--- RECORD SET ---
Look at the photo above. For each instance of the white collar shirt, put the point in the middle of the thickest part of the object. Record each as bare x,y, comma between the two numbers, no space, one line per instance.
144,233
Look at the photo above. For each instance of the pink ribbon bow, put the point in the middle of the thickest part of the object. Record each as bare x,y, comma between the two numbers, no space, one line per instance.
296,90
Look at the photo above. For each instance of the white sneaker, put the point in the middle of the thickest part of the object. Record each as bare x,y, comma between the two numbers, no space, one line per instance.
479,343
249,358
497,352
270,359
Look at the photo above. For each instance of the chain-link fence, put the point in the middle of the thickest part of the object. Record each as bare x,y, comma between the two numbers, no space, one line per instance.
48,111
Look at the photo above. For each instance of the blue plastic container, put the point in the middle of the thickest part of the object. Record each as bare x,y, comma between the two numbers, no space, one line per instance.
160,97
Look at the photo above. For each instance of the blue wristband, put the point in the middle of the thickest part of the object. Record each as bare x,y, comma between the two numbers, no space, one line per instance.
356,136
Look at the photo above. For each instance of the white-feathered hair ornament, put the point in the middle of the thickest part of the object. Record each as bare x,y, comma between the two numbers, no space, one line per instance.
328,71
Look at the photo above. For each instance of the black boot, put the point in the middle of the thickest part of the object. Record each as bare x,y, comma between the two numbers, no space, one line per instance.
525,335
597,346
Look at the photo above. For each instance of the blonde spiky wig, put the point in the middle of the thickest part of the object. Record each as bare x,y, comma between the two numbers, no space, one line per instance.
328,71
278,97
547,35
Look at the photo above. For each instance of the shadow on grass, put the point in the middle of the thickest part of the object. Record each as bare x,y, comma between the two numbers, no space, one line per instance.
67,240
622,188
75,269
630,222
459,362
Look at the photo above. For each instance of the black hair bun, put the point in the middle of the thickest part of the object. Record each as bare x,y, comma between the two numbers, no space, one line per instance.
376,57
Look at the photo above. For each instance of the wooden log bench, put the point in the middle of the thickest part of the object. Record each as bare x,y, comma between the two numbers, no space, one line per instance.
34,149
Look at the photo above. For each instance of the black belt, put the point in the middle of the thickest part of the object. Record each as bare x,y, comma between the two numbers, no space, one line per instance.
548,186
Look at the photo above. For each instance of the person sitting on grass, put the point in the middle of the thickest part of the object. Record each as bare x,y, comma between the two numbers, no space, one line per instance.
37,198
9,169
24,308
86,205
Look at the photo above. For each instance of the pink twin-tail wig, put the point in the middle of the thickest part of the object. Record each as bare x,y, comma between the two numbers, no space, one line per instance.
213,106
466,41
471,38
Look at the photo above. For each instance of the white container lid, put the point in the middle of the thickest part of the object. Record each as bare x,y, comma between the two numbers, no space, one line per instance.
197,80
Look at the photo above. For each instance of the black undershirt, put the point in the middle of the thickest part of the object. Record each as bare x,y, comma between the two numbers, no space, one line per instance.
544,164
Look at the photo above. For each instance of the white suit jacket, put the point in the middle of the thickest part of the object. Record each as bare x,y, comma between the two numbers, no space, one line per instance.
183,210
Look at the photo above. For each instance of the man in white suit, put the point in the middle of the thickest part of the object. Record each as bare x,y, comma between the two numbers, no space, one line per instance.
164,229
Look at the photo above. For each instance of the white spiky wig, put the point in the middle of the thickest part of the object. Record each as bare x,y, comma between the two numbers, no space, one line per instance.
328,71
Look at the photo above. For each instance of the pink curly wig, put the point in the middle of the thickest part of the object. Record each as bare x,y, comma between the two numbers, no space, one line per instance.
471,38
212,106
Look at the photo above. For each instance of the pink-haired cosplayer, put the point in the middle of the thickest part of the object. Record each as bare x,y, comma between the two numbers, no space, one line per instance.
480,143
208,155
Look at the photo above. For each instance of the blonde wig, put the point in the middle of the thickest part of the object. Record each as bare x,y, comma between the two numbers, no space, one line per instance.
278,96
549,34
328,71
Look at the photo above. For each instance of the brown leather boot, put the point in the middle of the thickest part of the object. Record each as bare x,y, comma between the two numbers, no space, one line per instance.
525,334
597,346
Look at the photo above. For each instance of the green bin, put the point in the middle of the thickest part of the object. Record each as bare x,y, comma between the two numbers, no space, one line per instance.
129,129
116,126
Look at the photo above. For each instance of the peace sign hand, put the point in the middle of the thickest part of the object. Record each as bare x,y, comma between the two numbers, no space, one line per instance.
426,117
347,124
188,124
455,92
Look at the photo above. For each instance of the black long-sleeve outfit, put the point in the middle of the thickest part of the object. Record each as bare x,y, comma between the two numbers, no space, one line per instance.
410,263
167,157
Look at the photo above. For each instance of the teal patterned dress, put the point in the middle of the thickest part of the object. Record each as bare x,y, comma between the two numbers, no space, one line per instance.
---
• [YOUR TASK] A precise copy of all the records is needed.

• [SOLUTION TO THIS EXERCISE]
Look at the photo above. For each instance of the white collar shirt, put the point in the middle of the thickest part of the object. Record each as bare x,y, comma between the two numbers, no space, one line per instance.
144,233
Look at the photo above. For each instance of the pink ribbon bow, put the point in the middle of the thickest part of the object. Record each as bare x,y, comma between the two numbers, no space, one line per instance.
296,90
Look at the photo above. For each instance of the white sneaker, put the point in the middle of the thickest part of the object. Record each as bare x,y, comma between the two numbers, no space, one line per instance.
479,343
249,358
497,352
270,359
Look at the photo above. For each instance of the chain-link fence, put the point in the middle of the thickest part of the object. Record each as bare x,y, comma between the two numbers, no space, one line per instance.
48,111
Look at the photo above. For each instance of the blue plastic container, put the point in the middle of the thickest part of the object. Record each as bare x,y, comma between the two numbers, no space, one line per instance.
160,97
Look at the photo above. For each instance of the blue wristband, put the point in the middle of the thickest part of the object. Record each as bare x,y, comma between the two numbers, no space, one line per instance.
356,136
Look at the photo above. For each instance of the white-feathered hair ornament, put the point in the middle of the thickest part of the object. Record each as bare x,y, comma between the two numbers, no space, one line per instance.
328,71
Look at the photo above. For each instance of the black boot, put the point in the middle of the thickest part of the object. Record each as bare x,y, comma between the two numbers, no space, one line per instance.
525,335
597,346
Look at the photo above. For each instance of the blonde spiky wig, put the point in the middle of the thickest part of the object. Record each as bare x,y, comma between the two numbers, no space, one line per instance.
328,71
278,97
547,35
Look at the photo above. For each instance of the shadow on grass, put the point in the middle of the thickest part of the object. Record each as bare x,y, comma between the two numbers, no space, one line per instance.
67,240
622,188
75,269
630,222
459,362
Look at the photo above. For each instance of the black hair bun, put the point in the middle of the thickest part of the object. Record each as bare x,y, comma between the two numbers, no space, one line per instance.
376,57
Look at the photo above. For each instance of the wooden log bench, put the point in the middle of the thickest part of the object. Record each as bare x,y, comma between the two numbers, no space, one line per instance.
34,149
Look at the photo above. For each instance of the black belt, put the point in the middle of the thickest part of the object. Record each as bare x,y, comma between the two numbers, no space, one line per instance.
548,186
Look at the photo above. For each instance of the person sitting on grass, put the point in the middle of the thickest part of the object. Record each as bare x,y, comma between the two numbers, no space, one line per instance.
37,198
9,169
24,308
86,205
Look at the photo above. For each instance of the pink twin-tail wig, put the point in the middle of the thickest part of the object. Record each as bare x,y, comma between the two numbers, no space, one line per instance.
213,106
466,41
471,38
Look at the photo above. For each instance of the white container lid, put the point in the middle of the thickest part of the object. Record each as bare x,y, comma between the two numbers, no space, one line per instance.
197,80
Look at the photo above. For each instance of the black undershirt, put the point in the middle of the thickest part of the object. Record each as bare x,y, comma between the two numbers, no space, one line per instance.
544,164
Look at the photo above. For each instance of the white suit jacket, put the point in the middle of the thickest part of the object. Record each as bare x,y, comma between the two numbers, no space, one line per instance.
183,210
Look at the photo above. For each instance of the man in white suit, put the point in the middle of the thickest part of the object. Record each as bare x,y, comma between the two numbers, no space, one line per instance.
164,229
Look at the photo above. For each instance of the white spiky wig, put the point in the middle of the thickest part of the object. Record each as bare x,y, comma between the two numbers, no space, one line per instance.
328,71
Look at the photo above. For each instance of the pink curly wig, put the point in the middle of the thickest part of the object. Record each as bare x,y, comma between the two numbers, no space, one line per instance.
471,38
212,106
Look at the photo above. For each instance of the pink-haired cosplayer, put the point in the middle of the thickest part of the object. Record each as bare x,y, comma between the two numbers, no space, one line per instance.
480,143
208,155
Look at the photo above. For each instance of the blonde wig, put the point in the middle of the thickest part of the object. Record each as bare x,y, comma between the two numbers, no space, one line per instance.
278,96
549,34
328,71
Look at the photo above. For each instance of the brown leather boot, put the point in the middle of the thickest part of the object. Record each as bare x,y, comma between the two numbers, no space, one line per instance.
525,334
597,346
Look at the photo above. For each instance of the green bin, put the point in the middle of the thickest part of the object. Record each as bare x,y, comma between the two numbers, no space, one line per instance.
129,129
116,126
Look at the photo above. For each instance of the peace sign hand, put the point in the middle of the thickest part of the object. Record each as bare x,y, comma between the two numbers, no space, one line per instance.
426,117
347,124
188,124
455,92
Look at the photo above. For each instance of the black long-sleeve outfit, put the point in the middle of the thickest part of the object. Record each as bare x,y, comma between the two numbers, no space, one line per instance.
410,263
167,157
Look at the photo above. For each instance of the teal patterned dress, put the point in the middle of the thickest part of the object. Record each as bare x,y, comma between the two numbers, no space, one line per instance.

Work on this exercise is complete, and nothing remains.